INSTRUCTIONS FOR THE TASK =
Please retype the listing below exactly, from its opening line through the line where "Scan for white t-shirt." appears.

DATA SUPPLIED =
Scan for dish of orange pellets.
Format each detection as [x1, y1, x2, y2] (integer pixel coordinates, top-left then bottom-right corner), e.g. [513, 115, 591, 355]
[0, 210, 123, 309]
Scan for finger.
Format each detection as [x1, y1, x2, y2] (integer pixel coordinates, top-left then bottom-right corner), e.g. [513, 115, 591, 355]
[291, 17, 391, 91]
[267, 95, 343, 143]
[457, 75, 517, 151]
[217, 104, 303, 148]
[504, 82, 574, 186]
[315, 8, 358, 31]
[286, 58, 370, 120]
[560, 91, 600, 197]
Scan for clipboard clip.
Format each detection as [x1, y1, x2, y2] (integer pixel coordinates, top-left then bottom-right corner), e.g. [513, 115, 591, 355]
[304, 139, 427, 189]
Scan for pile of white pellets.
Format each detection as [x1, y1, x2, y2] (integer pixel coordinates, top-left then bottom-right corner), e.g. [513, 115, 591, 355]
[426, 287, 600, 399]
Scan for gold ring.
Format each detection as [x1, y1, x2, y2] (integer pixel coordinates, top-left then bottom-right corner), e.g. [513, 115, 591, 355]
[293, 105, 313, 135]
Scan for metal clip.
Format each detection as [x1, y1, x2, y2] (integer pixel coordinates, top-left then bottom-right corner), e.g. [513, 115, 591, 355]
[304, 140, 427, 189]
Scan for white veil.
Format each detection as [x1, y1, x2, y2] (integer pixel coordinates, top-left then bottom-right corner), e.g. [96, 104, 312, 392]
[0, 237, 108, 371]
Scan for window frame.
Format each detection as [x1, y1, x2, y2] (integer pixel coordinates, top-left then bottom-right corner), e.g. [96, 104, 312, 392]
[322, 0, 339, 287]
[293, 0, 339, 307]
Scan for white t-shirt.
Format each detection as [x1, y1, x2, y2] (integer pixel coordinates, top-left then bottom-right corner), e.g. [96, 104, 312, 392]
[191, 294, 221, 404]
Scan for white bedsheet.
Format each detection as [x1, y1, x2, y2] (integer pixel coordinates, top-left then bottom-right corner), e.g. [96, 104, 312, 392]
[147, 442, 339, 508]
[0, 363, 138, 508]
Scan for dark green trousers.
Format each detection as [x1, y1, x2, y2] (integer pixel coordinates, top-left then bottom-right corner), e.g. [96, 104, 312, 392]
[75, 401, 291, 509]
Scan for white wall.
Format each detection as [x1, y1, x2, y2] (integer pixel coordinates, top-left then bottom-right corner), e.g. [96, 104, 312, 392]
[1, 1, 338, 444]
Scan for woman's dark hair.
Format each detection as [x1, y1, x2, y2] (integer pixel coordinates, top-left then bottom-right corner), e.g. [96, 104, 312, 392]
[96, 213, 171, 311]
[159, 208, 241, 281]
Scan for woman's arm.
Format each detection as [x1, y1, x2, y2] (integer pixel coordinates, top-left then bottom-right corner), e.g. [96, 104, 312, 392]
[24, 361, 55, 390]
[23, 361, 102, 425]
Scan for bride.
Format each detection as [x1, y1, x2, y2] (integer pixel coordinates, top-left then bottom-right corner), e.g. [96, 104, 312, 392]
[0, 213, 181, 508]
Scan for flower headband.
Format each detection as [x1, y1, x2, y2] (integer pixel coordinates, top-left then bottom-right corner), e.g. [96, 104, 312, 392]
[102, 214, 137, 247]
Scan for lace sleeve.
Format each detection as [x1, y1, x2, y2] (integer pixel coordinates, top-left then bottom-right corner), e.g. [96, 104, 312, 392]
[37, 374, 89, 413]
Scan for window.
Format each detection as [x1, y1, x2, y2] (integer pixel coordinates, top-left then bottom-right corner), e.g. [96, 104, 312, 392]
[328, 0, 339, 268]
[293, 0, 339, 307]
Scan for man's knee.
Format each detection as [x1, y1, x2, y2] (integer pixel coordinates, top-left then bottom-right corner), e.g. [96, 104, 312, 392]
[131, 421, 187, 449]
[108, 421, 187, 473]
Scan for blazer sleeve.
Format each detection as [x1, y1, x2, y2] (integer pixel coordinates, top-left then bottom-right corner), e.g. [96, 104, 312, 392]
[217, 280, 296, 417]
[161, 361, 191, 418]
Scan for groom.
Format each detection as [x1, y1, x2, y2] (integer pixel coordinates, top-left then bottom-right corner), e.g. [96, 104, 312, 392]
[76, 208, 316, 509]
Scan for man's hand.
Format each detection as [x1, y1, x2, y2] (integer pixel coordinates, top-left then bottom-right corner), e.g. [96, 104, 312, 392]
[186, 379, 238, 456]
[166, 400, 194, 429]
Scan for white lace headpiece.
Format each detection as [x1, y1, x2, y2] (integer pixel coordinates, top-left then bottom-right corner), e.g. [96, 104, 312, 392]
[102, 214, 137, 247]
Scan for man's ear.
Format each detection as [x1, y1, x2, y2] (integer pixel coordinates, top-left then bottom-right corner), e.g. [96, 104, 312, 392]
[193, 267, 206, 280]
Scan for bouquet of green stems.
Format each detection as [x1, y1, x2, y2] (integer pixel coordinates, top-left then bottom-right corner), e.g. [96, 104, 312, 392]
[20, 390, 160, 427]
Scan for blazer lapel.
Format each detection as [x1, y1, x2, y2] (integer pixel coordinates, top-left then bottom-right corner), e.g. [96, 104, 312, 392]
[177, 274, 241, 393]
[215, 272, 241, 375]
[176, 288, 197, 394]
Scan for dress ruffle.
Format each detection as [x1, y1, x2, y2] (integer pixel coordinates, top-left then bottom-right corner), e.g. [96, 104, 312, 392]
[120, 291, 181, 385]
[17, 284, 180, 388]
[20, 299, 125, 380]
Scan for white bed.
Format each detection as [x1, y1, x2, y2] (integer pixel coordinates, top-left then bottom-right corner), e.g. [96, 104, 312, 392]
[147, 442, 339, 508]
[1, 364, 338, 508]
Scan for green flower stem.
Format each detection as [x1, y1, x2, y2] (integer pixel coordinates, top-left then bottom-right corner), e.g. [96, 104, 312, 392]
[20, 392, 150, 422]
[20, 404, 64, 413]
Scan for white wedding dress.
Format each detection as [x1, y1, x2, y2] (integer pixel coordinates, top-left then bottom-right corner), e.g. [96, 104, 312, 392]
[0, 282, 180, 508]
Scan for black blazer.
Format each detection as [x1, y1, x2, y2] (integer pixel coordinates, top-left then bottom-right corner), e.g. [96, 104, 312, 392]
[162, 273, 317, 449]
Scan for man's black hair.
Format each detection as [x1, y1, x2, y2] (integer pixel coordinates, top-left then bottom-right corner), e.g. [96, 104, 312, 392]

WRITTEN SOLUTION =
Scan for dish of orange pellets.
Format each detection as [x1, y1, x2, y2] (integer pixel coordinates, top-left then bottom-right corner), e.g. [513, 115, 591, 355]
[0, 210, 123, 309]
Scan for finger.
Format each detection as [x1, y1, x2, y2] (integer pixel coordinates, top-left then bottom-right corner), e.g. [513, 115, 591, 355]
[291, 17, 391, 91]
[267, 95, 343, 143]
[457, 75, 517, 151]
[217, 104, 303, 148]
[504, 82, 574, 186]
[315, 8, 358, 31]
[286, 58, 370, 120]
[560, 91, 600, 197]
Scan for clipboard clip.
Format each detection as [x1, y1, x2, y2] (integer pixel coordinates, top-left then bottom-right corner), e.g. [513, 115, 591, 355]
[304, 139, 427, 189]
Scan for pile of white pellets.
Format each detection as [x1, y1, x2, y2] (integer pixel coordinates, top-left then bottom-right corner), e.g. [513, 115, 591, 355]
[426, 287, 600, 399]
Scan for gold ring.
Format each detection as [x1, y1, x2, y2] (integer pixel coordinates, top-left then bottom-right corner), e.g. [513, 115, 591, 355]
[293, 105, 313, 135]
Scan for metal clip.
Format each detection as [x1, y1, x2, y2] (integer pixel coordinates, top-left then bottom-right corner), e.g. [513, 115, 591, 355]
[304, 140, 427, 189]
Scan for white veil.
Format each detection as [x1, y1, x2, y2] (integer pixel coordinates, top-left then bottom-right corner), e.g. [96, 104, 312, 392]
[0, 237, 108, 371]
Scan for window frame.
Format each detection as [x1, y1, x2, y2] (integer pixel coordinates, top-left then bottom-right corner), e.g. [96, 104, 312, 392]
[322, 0, 339, 287]
[293, 0, 339, 307]
Scan for white t-shirt.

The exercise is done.